--- MATERIAL SHOWN ---
..............................
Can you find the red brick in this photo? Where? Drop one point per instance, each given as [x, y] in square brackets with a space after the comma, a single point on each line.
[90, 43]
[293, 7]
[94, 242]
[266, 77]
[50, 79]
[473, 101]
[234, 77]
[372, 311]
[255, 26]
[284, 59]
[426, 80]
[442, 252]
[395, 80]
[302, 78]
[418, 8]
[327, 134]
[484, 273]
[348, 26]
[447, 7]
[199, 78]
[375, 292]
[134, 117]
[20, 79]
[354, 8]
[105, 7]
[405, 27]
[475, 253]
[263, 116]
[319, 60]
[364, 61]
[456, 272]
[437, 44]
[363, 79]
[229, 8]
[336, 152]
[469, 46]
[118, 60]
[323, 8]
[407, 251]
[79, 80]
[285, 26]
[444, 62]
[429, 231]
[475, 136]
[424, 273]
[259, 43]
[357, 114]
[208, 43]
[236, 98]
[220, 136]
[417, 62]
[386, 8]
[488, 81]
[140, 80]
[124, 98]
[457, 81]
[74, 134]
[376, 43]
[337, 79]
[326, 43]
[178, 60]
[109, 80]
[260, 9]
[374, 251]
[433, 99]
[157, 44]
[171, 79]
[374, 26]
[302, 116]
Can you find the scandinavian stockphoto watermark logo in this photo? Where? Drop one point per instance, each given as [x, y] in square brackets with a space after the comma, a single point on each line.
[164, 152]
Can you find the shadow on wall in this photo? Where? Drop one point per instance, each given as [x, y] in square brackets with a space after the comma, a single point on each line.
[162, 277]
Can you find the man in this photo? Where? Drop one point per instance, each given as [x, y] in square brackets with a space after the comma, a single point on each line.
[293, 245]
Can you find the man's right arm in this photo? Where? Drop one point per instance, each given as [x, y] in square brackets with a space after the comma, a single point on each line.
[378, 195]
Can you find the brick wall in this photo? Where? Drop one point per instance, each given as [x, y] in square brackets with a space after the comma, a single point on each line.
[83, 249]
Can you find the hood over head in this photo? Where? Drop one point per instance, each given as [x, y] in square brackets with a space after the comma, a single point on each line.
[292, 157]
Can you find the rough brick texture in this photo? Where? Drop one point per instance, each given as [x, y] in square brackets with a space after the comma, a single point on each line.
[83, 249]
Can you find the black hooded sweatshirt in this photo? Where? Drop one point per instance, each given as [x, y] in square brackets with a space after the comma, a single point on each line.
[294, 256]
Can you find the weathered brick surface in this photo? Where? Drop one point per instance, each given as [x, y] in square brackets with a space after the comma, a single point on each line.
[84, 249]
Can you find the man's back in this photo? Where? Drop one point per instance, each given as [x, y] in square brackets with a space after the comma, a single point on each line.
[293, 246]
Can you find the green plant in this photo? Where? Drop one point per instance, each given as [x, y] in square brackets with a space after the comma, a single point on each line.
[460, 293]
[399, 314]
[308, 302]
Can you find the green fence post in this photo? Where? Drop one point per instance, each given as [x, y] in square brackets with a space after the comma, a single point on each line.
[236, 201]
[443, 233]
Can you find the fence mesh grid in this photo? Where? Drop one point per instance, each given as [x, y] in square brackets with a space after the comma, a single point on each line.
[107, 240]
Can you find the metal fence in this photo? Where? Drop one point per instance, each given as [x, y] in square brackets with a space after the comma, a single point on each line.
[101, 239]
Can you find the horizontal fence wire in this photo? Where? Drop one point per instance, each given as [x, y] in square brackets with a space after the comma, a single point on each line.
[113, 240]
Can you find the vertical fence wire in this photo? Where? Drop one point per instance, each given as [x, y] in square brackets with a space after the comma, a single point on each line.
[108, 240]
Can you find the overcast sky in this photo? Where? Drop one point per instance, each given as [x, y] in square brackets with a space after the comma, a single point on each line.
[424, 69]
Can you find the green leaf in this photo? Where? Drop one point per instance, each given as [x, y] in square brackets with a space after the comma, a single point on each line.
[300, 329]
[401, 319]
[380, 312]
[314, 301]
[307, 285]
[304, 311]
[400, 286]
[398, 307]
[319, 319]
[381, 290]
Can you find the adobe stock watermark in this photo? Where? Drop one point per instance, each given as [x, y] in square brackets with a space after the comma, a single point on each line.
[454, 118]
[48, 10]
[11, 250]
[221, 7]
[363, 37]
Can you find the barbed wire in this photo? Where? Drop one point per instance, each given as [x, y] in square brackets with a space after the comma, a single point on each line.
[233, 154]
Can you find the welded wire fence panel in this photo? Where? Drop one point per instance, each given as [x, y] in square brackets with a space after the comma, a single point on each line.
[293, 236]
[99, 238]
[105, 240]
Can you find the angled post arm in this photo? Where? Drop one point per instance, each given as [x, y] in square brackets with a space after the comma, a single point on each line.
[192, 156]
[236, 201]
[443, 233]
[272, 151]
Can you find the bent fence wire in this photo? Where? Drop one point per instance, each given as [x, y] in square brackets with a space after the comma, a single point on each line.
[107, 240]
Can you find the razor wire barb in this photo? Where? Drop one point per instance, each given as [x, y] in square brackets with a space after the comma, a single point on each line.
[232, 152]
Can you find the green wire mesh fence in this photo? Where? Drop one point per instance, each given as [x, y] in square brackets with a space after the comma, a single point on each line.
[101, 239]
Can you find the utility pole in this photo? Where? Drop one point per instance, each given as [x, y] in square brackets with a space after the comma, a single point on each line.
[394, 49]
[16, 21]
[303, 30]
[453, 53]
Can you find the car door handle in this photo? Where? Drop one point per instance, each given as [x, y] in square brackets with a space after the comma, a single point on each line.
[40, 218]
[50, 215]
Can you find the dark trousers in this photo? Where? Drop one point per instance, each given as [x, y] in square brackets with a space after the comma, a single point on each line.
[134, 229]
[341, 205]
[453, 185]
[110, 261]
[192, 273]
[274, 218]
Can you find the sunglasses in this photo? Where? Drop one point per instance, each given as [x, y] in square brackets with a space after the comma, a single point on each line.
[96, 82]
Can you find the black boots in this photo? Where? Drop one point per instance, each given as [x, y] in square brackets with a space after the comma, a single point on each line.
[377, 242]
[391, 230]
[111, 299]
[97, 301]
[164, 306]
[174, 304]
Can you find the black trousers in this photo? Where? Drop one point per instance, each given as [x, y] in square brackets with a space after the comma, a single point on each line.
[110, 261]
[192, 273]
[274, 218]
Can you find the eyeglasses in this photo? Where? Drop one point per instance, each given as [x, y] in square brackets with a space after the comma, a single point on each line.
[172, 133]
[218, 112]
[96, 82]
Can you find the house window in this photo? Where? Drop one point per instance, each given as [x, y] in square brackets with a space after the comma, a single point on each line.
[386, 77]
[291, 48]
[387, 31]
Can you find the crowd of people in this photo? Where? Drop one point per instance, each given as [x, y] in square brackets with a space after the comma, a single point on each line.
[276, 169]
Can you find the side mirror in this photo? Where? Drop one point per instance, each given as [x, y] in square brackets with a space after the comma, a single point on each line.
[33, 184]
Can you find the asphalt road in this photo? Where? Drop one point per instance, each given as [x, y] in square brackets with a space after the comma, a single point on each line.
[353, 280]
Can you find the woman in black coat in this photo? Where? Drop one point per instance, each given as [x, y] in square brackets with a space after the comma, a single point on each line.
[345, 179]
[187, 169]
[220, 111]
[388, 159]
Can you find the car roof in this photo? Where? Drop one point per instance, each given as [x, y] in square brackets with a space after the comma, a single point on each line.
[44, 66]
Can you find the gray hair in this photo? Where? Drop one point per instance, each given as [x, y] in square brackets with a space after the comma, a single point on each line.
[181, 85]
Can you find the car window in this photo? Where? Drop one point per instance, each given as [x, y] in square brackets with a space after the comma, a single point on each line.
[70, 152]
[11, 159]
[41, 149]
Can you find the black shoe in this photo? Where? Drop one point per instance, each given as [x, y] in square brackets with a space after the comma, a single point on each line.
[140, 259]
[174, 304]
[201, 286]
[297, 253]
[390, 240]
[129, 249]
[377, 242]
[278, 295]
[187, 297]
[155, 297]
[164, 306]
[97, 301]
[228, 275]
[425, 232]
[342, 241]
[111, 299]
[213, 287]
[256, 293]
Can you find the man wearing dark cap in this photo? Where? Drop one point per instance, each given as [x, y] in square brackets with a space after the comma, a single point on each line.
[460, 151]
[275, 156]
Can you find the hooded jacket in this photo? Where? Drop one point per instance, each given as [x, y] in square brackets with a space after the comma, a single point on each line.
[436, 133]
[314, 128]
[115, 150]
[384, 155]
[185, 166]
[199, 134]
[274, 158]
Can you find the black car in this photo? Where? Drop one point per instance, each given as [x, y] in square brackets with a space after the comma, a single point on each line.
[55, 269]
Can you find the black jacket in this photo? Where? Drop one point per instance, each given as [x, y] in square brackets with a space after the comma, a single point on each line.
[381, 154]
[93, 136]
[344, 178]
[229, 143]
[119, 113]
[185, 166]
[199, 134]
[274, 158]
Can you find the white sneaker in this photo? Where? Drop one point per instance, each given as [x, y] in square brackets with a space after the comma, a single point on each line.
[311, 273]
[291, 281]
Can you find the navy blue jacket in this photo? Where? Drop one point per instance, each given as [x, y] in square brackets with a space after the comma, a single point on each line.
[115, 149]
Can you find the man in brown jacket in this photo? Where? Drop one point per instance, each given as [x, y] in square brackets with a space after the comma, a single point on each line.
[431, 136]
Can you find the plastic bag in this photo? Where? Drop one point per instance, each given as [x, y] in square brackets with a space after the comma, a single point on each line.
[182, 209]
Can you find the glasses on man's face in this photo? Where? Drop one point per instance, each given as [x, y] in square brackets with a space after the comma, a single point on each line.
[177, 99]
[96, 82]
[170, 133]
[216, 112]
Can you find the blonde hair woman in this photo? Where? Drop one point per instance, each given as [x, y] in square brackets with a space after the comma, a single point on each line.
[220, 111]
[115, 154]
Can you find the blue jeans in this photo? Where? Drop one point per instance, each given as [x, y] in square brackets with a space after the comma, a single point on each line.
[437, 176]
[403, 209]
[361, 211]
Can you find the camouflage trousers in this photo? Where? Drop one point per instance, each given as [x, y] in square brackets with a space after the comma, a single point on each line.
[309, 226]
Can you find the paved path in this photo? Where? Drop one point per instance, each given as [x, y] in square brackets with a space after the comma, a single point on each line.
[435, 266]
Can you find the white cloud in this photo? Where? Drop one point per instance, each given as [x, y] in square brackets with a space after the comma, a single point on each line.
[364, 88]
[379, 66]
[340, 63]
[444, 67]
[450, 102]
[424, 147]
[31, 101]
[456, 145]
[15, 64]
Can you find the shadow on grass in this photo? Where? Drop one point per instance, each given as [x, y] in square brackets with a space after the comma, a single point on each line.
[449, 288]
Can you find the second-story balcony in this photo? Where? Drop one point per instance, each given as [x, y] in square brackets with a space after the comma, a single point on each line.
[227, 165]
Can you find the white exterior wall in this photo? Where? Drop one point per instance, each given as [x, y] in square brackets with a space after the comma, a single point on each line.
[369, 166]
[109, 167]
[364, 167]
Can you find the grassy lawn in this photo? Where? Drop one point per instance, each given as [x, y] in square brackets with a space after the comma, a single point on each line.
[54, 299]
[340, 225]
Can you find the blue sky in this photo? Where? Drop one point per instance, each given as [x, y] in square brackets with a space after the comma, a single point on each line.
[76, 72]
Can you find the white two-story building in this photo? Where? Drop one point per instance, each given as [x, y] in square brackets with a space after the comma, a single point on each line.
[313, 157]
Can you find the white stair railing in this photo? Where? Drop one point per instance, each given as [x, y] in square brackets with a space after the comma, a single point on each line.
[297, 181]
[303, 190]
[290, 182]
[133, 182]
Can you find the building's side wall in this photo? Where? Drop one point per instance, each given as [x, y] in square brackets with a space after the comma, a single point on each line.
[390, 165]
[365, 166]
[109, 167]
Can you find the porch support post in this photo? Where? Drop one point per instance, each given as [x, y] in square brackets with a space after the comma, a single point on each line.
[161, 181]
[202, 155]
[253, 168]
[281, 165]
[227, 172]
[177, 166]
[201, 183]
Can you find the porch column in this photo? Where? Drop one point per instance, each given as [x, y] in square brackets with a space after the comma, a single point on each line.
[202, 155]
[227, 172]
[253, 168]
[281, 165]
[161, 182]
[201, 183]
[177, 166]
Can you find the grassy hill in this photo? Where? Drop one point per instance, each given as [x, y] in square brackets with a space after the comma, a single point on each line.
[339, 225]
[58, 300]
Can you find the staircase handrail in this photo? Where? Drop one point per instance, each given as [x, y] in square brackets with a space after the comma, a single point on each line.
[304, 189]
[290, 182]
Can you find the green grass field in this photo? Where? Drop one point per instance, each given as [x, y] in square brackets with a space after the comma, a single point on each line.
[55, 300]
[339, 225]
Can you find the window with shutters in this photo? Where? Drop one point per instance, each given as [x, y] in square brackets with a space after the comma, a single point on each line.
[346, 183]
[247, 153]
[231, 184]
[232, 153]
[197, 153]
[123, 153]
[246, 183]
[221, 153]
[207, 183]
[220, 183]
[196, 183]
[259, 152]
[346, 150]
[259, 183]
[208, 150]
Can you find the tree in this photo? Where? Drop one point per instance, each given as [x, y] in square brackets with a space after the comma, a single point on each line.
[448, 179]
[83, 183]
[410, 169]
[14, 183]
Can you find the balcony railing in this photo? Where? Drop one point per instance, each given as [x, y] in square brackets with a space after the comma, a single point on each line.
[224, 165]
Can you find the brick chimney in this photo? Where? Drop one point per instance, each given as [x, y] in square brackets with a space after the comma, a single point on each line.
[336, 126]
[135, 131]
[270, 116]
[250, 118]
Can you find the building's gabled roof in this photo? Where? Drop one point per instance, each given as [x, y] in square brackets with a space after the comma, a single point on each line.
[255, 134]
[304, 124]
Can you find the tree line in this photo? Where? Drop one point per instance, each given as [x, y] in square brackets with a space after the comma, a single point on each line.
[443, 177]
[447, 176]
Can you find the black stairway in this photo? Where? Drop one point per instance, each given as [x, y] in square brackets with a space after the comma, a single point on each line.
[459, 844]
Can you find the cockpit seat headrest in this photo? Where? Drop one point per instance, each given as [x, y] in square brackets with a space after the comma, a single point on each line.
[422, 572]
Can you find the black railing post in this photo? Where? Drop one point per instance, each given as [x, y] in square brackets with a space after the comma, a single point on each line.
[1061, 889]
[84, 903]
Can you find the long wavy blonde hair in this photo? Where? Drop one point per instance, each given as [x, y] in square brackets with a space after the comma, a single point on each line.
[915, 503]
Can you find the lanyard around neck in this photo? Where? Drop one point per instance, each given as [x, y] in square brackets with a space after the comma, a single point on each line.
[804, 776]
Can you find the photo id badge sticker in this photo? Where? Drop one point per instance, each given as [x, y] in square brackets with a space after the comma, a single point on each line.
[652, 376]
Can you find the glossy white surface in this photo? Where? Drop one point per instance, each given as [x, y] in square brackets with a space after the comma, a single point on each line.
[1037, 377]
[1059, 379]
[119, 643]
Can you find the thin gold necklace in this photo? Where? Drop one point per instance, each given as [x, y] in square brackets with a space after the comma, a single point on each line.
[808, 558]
..............................
--- WHAT YOU NEED TO DO ---
Starting at the line that contains "Can you find the long", retype each remaining line of the records exactly; that line and the last line are both included.

--- WORKED SOLUTION ---
Can you find the long wavy blonde hair in this photo? Where? Drop one point per instance, each given as [x, y] in square brackets with a space after the comma, a single point on each line.
[915, 503]
Can you find the lanyard around neck in this photo? Where? Drop one point per instance, each given as [x, y] in square brackets with a space after the comma, a single point on each line.
[804, 776]
Can you find the photo id badge sticker in this photo? Where? Drop one point per instance, each given as [x, y] in square brackets with a space after the comma, a single point on each line.
[652, 376]
Can you find the glossy white surface in this photo? Where? Drop one point per instance, each given as [x, y] in square brackets with a space after the comma, a single point on each line.
[1037, 377]
[1059, 379]
[119, 643]
Can you find the thin gold necklace in this photo? Where? Drop one point per instance, each given as [x, y] in square brackets with a space after the comma, a single point on each line.
[808, 558]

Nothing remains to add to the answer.